Listed records -
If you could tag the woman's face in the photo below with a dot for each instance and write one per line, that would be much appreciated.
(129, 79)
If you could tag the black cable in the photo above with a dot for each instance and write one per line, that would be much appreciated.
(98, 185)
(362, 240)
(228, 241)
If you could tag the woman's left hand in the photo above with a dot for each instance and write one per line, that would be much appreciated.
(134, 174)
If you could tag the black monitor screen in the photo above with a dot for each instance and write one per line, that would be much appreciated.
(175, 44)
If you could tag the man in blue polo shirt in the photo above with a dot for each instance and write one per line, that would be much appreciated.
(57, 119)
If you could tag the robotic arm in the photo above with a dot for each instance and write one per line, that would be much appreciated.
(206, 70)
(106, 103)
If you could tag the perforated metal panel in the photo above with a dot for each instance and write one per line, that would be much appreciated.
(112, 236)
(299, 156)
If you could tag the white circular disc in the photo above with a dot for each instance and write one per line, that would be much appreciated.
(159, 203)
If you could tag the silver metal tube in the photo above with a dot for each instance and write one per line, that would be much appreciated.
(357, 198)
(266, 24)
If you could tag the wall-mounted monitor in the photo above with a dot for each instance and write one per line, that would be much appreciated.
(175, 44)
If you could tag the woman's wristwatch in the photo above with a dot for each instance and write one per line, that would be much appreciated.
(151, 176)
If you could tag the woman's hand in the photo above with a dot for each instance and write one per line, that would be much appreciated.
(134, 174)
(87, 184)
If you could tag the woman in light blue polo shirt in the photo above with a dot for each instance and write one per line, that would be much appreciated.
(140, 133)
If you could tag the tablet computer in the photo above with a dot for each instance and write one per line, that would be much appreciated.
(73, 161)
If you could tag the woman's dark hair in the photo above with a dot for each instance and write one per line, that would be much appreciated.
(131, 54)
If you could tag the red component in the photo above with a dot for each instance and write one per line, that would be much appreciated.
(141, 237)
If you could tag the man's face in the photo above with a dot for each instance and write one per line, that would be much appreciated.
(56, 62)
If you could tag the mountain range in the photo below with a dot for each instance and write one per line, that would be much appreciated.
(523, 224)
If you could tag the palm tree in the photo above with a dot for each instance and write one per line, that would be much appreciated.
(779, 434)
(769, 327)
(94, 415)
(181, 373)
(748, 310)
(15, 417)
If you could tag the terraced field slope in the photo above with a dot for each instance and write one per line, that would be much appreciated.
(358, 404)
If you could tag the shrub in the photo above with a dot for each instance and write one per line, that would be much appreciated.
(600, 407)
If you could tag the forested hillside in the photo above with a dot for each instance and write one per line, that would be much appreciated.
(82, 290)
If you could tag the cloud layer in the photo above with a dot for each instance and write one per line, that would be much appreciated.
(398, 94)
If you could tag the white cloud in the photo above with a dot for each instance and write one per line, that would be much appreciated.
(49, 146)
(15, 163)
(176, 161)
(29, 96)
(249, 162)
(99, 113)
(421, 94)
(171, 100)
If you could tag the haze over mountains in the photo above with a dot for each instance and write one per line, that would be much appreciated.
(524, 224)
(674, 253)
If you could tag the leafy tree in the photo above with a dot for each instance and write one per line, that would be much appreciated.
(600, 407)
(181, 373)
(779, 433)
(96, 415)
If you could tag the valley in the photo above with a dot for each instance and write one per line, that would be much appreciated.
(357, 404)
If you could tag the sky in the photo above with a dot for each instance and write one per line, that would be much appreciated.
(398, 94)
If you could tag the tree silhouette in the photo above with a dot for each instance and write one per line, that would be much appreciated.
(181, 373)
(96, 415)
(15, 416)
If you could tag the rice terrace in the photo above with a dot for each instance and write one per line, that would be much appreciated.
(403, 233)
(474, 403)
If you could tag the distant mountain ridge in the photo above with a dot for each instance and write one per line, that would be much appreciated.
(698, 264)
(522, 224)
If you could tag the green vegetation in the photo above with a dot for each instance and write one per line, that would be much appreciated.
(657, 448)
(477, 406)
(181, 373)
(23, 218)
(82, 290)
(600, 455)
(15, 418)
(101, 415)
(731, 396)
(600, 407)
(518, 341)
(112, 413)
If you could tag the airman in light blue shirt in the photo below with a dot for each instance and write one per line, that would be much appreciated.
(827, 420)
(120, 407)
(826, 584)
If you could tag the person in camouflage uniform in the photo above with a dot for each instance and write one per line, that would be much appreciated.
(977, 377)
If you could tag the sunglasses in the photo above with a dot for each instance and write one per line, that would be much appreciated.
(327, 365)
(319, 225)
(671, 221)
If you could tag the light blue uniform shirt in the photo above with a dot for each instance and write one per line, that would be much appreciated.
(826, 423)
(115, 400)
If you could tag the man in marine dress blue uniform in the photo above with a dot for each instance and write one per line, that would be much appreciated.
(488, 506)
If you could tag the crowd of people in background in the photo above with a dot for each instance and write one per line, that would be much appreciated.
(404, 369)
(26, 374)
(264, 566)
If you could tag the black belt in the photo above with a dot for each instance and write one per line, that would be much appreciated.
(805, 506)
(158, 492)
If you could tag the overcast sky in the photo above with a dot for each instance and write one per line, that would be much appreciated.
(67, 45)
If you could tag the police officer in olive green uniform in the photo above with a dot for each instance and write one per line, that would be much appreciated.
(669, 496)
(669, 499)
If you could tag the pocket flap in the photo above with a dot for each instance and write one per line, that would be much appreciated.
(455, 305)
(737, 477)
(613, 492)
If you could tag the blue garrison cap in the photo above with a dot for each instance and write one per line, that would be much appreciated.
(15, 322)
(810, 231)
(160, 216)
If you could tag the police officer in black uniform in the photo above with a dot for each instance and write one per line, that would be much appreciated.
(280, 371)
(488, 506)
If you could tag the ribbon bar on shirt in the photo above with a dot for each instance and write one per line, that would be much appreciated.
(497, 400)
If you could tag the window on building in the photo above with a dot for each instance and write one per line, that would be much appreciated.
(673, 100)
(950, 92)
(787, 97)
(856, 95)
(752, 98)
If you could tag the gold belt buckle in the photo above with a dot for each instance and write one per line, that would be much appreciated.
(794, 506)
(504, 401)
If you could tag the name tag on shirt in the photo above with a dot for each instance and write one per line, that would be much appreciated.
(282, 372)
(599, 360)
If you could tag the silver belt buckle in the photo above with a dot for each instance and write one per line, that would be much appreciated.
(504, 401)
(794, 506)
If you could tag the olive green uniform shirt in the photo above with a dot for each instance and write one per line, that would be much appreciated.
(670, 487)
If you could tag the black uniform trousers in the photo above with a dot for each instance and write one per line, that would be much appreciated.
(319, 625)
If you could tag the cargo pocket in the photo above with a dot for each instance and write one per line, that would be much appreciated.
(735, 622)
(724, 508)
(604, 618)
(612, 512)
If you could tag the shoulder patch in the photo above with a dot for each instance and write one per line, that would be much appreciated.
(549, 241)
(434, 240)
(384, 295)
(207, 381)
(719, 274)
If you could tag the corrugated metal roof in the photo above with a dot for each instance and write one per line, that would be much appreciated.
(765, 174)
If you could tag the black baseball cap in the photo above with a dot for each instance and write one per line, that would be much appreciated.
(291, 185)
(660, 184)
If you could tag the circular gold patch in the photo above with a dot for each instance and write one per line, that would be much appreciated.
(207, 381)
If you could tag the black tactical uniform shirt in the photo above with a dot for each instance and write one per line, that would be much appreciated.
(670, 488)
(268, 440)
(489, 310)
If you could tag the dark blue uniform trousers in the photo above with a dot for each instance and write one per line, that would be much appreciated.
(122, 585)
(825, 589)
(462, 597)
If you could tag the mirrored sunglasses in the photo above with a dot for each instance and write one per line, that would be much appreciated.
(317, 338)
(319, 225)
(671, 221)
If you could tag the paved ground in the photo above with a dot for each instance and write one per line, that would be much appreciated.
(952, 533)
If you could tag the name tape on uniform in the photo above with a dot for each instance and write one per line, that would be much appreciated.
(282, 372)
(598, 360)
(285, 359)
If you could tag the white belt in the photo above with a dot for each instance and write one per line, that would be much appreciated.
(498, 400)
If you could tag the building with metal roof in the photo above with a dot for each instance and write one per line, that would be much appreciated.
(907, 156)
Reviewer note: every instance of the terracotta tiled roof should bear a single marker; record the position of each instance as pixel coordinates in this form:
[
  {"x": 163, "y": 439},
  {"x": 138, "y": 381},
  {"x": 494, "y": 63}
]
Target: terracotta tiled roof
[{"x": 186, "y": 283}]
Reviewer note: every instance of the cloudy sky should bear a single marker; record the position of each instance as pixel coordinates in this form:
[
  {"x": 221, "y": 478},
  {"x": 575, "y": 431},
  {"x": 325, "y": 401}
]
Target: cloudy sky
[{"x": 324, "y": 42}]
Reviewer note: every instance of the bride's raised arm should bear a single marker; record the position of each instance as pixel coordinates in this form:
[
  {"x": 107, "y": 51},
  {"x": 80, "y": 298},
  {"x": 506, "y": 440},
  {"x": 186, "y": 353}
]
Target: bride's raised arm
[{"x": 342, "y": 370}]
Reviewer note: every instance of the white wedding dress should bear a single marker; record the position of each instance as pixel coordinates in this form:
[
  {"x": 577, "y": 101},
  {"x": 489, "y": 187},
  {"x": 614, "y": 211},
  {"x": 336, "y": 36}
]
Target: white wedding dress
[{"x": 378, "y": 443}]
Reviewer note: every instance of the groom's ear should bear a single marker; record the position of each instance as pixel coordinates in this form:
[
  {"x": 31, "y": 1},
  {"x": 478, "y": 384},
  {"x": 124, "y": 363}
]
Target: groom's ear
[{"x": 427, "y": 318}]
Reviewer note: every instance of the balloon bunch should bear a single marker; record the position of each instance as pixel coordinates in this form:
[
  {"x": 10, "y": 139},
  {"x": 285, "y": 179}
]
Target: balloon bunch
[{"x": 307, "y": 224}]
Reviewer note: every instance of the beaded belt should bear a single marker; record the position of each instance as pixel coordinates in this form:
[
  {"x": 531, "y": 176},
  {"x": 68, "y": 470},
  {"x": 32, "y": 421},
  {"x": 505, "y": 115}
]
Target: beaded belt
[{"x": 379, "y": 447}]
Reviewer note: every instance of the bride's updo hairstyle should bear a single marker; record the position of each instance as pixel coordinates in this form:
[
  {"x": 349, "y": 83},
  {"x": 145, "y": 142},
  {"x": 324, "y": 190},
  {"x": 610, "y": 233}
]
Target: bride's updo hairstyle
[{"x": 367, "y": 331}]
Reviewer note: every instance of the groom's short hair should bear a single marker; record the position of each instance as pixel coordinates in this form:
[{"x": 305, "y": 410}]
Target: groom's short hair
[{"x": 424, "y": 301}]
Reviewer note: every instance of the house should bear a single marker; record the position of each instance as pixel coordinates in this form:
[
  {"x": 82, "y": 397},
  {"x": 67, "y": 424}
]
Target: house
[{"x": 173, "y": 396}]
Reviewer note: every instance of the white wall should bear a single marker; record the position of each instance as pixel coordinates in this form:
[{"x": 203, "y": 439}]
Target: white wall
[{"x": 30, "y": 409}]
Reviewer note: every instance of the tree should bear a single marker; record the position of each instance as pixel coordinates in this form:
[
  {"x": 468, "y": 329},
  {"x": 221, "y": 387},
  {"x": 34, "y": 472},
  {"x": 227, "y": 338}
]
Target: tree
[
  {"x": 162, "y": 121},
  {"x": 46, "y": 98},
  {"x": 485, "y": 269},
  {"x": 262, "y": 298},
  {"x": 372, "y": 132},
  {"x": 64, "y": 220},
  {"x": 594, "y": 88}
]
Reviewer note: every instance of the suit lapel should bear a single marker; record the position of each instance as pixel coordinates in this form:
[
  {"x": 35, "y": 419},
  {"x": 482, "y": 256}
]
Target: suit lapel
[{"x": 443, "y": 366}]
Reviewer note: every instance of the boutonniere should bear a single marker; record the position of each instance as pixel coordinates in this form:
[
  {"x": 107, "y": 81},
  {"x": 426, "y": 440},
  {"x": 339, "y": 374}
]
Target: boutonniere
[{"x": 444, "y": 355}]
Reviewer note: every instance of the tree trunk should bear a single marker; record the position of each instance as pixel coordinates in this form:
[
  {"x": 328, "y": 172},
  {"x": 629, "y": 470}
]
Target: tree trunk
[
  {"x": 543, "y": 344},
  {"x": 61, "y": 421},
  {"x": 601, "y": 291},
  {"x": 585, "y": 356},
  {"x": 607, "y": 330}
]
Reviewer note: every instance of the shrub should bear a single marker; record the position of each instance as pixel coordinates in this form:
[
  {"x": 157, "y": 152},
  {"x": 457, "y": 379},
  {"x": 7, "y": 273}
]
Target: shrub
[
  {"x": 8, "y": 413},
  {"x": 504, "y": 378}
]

Exercise prompt - Beginning at the line containing "Reviewer note: every instance of the tree trunk", repeat each line exactly through the last line of the entries, and include no other lines.

Answer to this task -
Reviewer note: every instance of the tree trunk should bear a single marker; record the position of each instance as pixel coordinates in this form:
[
  {"x": 328, "y": 172},
  {"x": 629, "y": 470}
]
Target: tree trunk
[
  {"x": 543, "y": 344},
  {"x": 61, "y": 421},
  {"x": 601, "y": 291},
  {"x": 585, "y": 356},
  {"x": 607, "y": 330}
]
Reviewer note: every instance of the shrub should bear a single marker; record the position of each instance as pixel coordinates in this form:
[
  {"x": 157, "y": 152},
  {"x": 457, "y": 379},
  {"x": 7, "y": 273}
]
Target: shrub
[
  {"x": 8, "y": 413},
  {"x": 504, "y": 378}
]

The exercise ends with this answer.